• [DIRECTIONS FOR THIS TASK]
The answer should be one number: the count of lines in the listing below with "outline" in them.

• [RECORDS SUPPLIED]

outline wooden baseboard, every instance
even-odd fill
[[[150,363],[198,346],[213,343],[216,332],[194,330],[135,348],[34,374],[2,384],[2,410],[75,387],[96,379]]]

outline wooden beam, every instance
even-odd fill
==
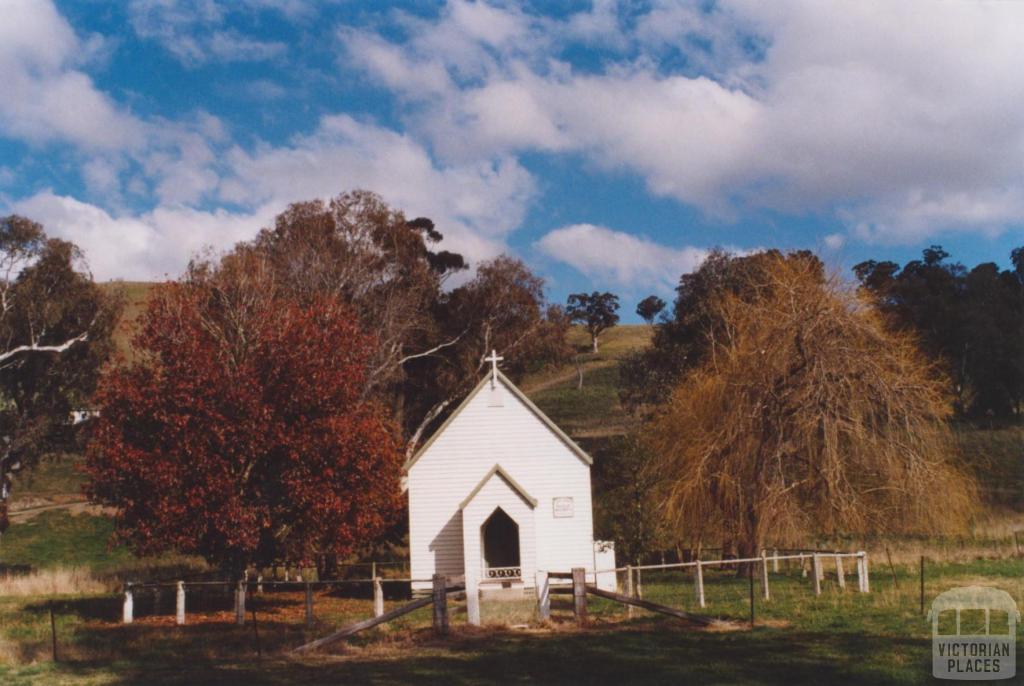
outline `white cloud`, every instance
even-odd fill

• [REPLY TO THE TASK]
3